• _Data for this task_:

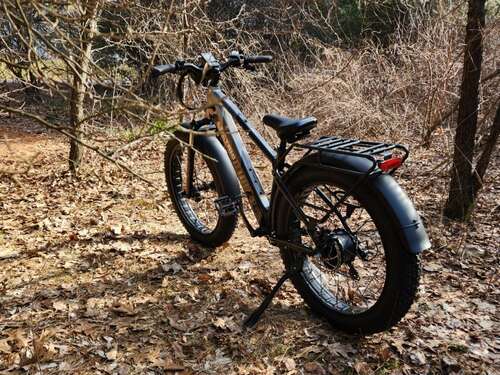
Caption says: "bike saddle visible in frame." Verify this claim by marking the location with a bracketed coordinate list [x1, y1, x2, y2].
[262, 115, 318, 142]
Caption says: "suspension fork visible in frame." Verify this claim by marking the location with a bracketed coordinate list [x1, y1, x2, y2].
[182, 134, 195, 198]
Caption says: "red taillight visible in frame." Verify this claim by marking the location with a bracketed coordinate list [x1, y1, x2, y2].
[378, 157, 403, 172]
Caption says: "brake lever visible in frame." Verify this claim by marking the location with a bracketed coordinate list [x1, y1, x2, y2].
[242, 64, 257, 72]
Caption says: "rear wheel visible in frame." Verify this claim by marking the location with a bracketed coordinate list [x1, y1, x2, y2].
[277, 169, 420, 334]
[165, 140, 238, 247]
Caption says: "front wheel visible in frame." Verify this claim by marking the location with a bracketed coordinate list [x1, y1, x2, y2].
[276, 168, 420, 334]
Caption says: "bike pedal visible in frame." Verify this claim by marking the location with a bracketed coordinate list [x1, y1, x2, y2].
[215, 195, 240, 216]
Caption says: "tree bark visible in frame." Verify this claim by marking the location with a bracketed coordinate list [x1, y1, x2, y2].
[474, 104, 500, 194]
[68, 0, 98, 174]
[444, 0, 485, 221]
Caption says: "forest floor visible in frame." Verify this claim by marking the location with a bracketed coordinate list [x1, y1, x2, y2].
[0, 118, 500, 374]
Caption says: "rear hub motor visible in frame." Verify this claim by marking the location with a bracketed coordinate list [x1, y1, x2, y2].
[319, 229, 357, 269]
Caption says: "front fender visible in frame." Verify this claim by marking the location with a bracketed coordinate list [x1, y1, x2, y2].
[174, 124, 241, 200]
[273, 152, 431, 254]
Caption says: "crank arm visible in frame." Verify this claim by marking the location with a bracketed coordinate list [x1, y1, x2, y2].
[267, 236, 316, 255]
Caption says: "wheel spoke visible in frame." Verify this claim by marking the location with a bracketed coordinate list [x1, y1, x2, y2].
[292, 185, 385, 314]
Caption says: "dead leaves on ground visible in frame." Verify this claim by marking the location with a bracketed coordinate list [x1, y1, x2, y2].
[0, 125, 500, 375]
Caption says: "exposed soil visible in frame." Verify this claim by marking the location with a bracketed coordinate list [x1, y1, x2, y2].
[0, 122, 500, 374]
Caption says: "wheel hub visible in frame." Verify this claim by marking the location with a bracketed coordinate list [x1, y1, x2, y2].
[319, 229, 357, 269]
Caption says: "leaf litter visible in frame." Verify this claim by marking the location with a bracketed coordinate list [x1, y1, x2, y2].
[0, 123, 500, 374]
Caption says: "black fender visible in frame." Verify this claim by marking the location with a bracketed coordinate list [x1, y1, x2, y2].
[174, 123, 241, 200]
[271, 152, 431, 254]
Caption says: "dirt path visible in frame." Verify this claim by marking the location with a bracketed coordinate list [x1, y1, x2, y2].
[0, 125, 500, 374]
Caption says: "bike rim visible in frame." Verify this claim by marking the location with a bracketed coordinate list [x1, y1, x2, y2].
[294, 183, 387, 315]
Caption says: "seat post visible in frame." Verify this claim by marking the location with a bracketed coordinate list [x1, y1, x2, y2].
[276, 138, 286, 171]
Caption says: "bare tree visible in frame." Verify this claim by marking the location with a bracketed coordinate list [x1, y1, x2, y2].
[444, 0, 486, 220]
[69, 0, 100, 173]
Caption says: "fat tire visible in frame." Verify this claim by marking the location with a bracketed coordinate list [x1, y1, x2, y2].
[276, 167, 420, 335]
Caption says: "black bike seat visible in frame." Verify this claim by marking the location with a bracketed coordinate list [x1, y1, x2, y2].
[262, 115, 318, 141]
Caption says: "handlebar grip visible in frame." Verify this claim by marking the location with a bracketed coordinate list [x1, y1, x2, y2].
[245, 55, 273, 64]
[151, 64, 177, 78]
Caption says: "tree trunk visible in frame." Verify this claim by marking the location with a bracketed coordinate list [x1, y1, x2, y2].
[474, 104, 500, 195]
[444, 0, 485, 221]
[69, 0, 98, 174]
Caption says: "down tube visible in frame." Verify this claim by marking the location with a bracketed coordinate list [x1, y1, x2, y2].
[210, 109, 269, 226]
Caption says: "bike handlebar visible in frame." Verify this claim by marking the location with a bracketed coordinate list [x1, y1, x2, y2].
[151, 52, 273, 83]
[244, 55, 273, 64]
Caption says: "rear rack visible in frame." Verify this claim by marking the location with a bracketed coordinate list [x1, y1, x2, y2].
[294, 137, 409, 173]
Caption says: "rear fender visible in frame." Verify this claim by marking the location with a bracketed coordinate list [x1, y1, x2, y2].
[271, 152, 431, 254]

• _Instruction_: Turn the lines from the one holding "handlebar visible in" through the one holding "[294, 137, 409, 173]", both included, into a Markdown table with the columns Number and Line. Skip any blank lines.

• _Response to the task_:
| Number | Line |
|---|---|
| 1 | Caption says: "bike handlebar visible in frame." Verify this claim by marking the location with a bracketed coordinate list [x1, y1, x2, y2]. |
| 2 | [151, 52, 273, 83] |
| 3 | [244, 55, 273, 64] |
| 4 | Caption says: "rear rack visible in frame." Verify this claim by marking the location with a bracketed coordinate list [x1, y1, x2, y2]. |
| 5 | [294, 137, 409, 173] |